#### Exercise details
Can you transcribe the audio autoencoder page excerpt below word for word, between "Data preprocessing" and "have an idea!", inclusive?

#### Page excerpt
Note: All tools/programs must be run from the root of this directory.

Setup: Create conda environment

conda create -f envs/environment.yml -n senseflosser 
conda activate senseflosser

Autoencoder

This repo contains two tools (which should probably be separated into different projects). The first simply builds an audio autoencoder. This should reproduce audio input. To build your own autoencoder, you can run, for example:

python build_autoencoder.py --data-dir data/fma_small --percentage 0.4 --duration 10 --log debug --var-input

This will build an autoencoder trained on 10 second samples grabbed from 40% of your data, and will build the model in such a way that it supports inference (prediction) on variable length input. The model will be saved under models/<duration>s_audio_autoencoder.h5

Data preprocessing

The autoencoder is designed to work with 22 kHz, 16-bit, single-channel audio .wav files. Any other file format or encoding will cause the model to fail, although I'm sure it can be designed to be more robust. Submit a PR if you have an idea!

#### Information shown

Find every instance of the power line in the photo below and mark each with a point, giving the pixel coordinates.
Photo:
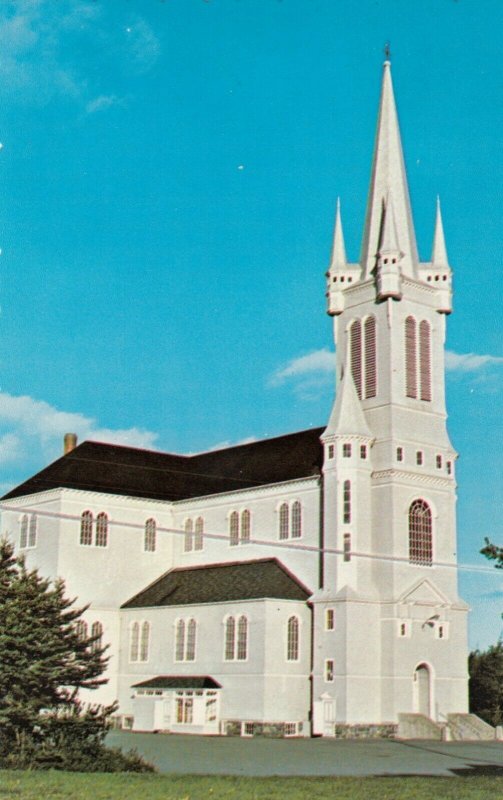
(263, 543)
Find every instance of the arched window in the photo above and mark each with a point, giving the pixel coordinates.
(144, 641)
(97, 636)
(370, 357)
(234, 528)
(180, 640)
(23, 535)
(134, 642)
(355, 340)
(150, 536)
(296, 520)
(190, 652)
(188, 542)
(245, 526)
(230, 638)
(410, 357)
(101, 530)
(284, 528)
(425, 360)
(86, 528)
(346, 502)
(420, 534)
(242, 643)
(81, 630)
(292, 646)
(199, 534)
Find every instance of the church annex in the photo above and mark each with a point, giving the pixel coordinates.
(299, 585)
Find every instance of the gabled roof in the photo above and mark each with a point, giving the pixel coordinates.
(179, 682)
(114, 469)
(219, 583)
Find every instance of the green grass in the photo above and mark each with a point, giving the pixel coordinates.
(123, 786)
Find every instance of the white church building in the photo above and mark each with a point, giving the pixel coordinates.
(300, 585)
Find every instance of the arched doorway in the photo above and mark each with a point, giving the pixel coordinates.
(422, 690)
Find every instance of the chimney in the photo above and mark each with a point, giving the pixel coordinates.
(69, 443)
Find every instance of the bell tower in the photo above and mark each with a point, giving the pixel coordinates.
(389, 487)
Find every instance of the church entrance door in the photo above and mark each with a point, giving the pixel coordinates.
(422, 690)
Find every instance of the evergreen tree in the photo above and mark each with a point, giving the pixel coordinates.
(486, 683)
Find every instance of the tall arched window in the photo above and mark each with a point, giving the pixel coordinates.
(97, 635)
(425, 360)
(234, 528)
(242, 643)
(23, 535)
(81, 630)
(134, 642)
(420, 533)
(296, 519)
(199, 536)
(188, 541)
(355, 337)
(230, 638)
(101, 529)
(245, 526)
(410, 357)
(346, 502)
(190, 651)
(144, 641)
(370, 357)
(284, 527)
(150, 536)
(292, 645)
(86, 528)
(180, 640)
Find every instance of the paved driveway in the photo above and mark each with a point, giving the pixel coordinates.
(203, 755)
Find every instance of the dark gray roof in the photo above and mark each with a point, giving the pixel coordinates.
(128, 471)
(179, 682)
(217, 583)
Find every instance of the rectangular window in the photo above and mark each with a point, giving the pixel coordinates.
(347, 547)
(330, 619)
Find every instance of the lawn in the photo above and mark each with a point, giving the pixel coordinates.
(78, 786)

#### Response
Data preprocessing

The autoencoder is designed to work with 22 kHz, 16-bit, single-channel audio .wav files. Any other file format or encoding will cause the model to fail, although I'm sure it can be designed to be more robust. Submit a PR if you have an idea!